======== Exercise materials ========
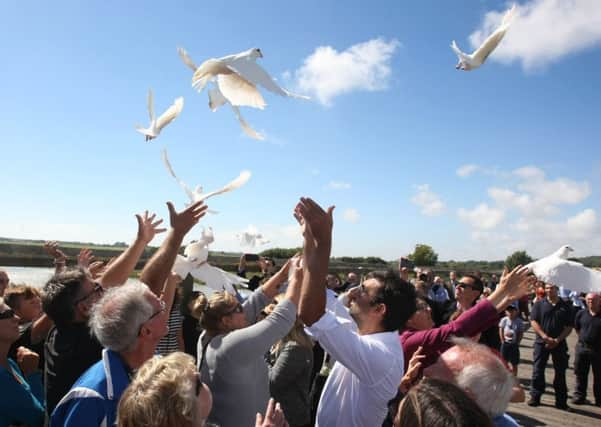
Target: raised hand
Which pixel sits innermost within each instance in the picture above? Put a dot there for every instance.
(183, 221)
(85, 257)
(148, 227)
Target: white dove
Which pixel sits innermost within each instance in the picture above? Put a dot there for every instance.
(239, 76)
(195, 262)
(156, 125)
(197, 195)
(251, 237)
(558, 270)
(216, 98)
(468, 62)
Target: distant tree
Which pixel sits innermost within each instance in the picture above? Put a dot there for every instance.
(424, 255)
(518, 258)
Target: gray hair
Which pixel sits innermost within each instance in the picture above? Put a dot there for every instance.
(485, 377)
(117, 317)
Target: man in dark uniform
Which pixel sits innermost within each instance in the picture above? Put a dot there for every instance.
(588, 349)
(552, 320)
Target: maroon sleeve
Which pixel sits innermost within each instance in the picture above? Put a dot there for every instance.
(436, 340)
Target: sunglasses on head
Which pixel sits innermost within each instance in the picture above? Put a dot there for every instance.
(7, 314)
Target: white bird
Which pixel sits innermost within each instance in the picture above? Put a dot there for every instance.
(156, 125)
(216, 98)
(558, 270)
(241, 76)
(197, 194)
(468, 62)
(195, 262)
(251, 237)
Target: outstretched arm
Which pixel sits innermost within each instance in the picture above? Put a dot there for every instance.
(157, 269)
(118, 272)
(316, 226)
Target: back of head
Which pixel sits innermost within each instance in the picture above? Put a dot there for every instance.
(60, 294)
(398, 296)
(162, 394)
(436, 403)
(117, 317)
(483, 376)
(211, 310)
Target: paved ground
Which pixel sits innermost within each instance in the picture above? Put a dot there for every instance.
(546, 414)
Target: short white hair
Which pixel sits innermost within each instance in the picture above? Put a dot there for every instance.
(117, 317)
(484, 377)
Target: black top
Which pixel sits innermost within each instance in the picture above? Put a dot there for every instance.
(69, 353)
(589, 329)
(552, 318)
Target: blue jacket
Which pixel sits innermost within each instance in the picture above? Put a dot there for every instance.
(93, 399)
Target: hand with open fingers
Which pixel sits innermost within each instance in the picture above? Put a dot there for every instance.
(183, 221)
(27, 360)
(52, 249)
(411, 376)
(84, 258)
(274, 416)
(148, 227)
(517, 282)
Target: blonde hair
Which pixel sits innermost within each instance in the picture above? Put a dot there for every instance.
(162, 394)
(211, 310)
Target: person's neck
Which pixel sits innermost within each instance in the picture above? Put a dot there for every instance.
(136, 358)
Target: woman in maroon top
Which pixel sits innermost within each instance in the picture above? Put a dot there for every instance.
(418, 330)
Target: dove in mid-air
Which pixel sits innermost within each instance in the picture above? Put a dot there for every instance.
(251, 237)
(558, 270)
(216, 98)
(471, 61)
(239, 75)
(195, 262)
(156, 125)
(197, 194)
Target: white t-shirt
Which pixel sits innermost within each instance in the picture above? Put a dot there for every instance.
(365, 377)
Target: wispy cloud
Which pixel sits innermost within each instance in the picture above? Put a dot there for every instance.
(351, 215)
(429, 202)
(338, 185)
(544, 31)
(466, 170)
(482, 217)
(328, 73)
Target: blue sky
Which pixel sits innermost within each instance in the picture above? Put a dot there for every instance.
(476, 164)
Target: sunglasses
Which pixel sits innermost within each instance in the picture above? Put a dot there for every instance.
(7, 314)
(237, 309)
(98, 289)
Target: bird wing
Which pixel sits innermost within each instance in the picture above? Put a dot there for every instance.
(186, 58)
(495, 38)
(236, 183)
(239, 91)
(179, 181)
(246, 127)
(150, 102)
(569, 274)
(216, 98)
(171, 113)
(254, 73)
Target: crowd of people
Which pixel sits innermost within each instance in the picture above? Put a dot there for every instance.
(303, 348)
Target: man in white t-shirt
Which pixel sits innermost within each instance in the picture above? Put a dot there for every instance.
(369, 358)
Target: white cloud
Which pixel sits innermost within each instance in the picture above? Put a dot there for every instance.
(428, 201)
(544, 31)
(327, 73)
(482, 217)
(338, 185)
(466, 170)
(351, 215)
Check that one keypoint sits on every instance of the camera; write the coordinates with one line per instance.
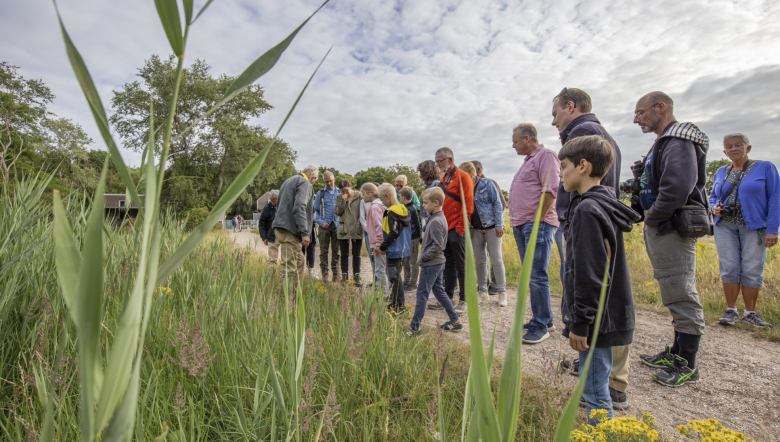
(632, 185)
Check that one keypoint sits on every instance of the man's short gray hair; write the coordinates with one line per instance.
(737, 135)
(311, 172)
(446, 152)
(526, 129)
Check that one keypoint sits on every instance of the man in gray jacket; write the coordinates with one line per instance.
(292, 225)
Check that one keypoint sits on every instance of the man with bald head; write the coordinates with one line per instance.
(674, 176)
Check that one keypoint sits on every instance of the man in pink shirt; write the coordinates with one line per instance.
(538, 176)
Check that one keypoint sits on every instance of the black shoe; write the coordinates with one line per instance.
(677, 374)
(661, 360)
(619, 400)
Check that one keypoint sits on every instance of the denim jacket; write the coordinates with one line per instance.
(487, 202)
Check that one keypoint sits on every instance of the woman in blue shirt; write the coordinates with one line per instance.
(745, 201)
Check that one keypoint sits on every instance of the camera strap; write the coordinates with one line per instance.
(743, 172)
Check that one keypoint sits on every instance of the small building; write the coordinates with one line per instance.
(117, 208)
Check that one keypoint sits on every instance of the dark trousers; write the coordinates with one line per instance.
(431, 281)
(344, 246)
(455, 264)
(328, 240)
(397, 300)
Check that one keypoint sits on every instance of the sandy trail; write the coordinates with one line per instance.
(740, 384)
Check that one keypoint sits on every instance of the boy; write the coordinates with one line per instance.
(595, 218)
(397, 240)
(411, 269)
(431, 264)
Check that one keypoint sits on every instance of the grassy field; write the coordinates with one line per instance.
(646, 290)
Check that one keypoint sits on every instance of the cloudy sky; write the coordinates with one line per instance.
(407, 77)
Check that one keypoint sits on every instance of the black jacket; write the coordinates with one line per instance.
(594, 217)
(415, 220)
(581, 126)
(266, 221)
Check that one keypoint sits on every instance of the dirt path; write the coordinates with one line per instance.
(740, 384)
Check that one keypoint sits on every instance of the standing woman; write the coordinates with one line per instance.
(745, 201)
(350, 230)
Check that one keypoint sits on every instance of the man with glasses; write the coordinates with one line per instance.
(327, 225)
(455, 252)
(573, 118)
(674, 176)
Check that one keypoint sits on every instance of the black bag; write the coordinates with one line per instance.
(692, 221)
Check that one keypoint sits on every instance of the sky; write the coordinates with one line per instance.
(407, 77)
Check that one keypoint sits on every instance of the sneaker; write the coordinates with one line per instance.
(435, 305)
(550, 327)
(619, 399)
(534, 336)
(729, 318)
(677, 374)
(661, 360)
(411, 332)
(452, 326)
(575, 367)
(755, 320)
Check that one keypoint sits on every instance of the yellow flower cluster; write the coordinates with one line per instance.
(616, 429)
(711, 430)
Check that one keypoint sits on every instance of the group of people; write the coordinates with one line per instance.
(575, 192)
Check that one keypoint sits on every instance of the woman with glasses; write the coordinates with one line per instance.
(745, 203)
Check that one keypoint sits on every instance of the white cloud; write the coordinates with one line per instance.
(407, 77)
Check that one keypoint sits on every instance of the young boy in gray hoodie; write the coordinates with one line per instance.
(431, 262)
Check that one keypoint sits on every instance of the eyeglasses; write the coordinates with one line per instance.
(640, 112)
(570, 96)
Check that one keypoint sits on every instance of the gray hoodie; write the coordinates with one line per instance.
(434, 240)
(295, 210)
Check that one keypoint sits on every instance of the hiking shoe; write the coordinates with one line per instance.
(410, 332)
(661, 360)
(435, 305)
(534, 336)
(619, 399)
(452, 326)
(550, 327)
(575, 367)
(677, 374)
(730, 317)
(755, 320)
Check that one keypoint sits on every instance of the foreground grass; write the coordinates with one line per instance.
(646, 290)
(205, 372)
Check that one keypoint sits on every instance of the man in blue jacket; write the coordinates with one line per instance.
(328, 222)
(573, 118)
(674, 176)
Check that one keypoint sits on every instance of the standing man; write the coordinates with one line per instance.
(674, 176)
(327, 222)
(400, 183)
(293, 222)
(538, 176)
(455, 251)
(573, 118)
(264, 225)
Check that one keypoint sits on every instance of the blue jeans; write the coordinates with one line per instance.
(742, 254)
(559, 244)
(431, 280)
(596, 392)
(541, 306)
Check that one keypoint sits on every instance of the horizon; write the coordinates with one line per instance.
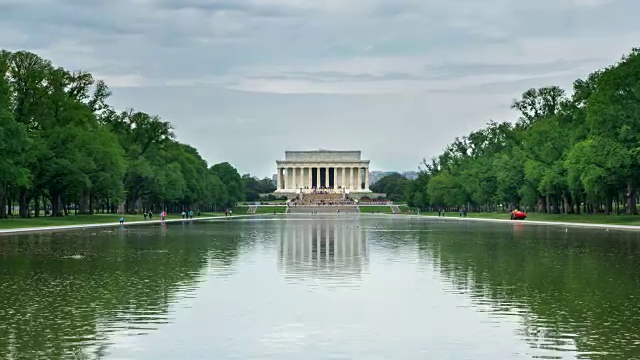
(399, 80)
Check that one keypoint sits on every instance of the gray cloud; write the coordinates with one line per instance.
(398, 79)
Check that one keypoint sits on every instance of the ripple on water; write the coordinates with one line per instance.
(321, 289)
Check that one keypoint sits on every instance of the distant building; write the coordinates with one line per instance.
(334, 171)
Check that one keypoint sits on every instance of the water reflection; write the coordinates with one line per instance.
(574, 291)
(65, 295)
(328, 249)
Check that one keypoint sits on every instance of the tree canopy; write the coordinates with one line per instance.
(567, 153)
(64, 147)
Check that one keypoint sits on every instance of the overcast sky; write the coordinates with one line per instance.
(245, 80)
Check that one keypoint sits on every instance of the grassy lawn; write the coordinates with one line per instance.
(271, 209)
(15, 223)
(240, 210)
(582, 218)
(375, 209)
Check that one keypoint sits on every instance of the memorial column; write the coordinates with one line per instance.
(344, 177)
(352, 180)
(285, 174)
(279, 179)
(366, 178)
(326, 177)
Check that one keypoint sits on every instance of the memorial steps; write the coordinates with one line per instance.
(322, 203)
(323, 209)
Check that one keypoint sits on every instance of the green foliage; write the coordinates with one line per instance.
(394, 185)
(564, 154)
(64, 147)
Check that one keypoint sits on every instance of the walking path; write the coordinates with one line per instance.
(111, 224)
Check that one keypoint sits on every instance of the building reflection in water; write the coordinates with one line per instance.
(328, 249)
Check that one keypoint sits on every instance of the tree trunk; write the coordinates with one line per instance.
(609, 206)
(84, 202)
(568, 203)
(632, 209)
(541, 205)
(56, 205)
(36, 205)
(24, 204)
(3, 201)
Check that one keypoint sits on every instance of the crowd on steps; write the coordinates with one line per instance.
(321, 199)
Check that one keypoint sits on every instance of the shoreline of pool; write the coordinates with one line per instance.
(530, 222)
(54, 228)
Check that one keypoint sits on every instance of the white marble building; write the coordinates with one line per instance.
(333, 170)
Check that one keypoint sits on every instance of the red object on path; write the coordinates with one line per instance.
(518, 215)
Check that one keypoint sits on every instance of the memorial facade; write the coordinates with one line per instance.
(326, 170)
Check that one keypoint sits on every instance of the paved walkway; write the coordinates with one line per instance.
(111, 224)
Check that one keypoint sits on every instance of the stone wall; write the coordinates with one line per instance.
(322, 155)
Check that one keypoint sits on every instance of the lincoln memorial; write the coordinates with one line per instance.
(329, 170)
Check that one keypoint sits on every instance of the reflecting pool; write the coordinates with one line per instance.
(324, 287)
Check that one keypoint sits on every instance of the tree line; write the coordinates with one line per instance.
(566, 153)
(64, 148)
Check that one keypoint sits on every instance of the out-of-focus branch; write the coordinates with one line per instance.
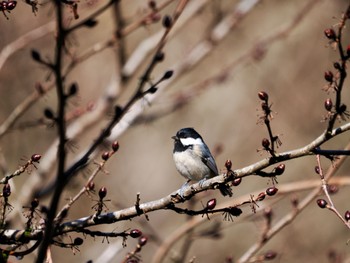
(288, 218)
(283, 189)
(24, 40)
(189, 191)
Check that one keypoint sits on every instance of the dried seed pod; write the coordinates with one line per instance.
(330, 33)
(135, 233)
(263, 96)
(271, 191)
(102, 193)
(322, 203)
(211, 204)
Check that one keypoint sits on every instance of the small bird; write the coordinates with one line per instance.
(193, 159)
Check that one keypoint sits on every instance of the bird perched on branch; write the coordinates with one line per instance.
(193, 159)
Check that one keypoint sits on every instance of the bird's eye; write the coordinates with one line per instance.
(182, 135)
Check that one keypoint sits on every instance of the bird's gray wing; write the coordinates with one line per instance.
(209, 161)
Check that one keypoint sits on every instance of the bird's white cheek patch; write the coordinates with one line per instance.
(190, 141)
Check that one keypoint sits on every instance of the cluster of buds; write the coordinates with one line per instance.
========
◆ Work instructions ◆
Could you return exactly the lines above from the line with "Target: white dove" to the line with "Target: distant tree", both included, and nothing else?

◆ Answer area ◆
Target: white dove
Which pixel sits innermost within each instance in the picture above? Put a dot there for every instance.
(239, 76)
(195, 262)
(156, 125)
(197, 195)
(251, 237)
(558, 270)
(216, 98)
(468, 62)
Target: distant tree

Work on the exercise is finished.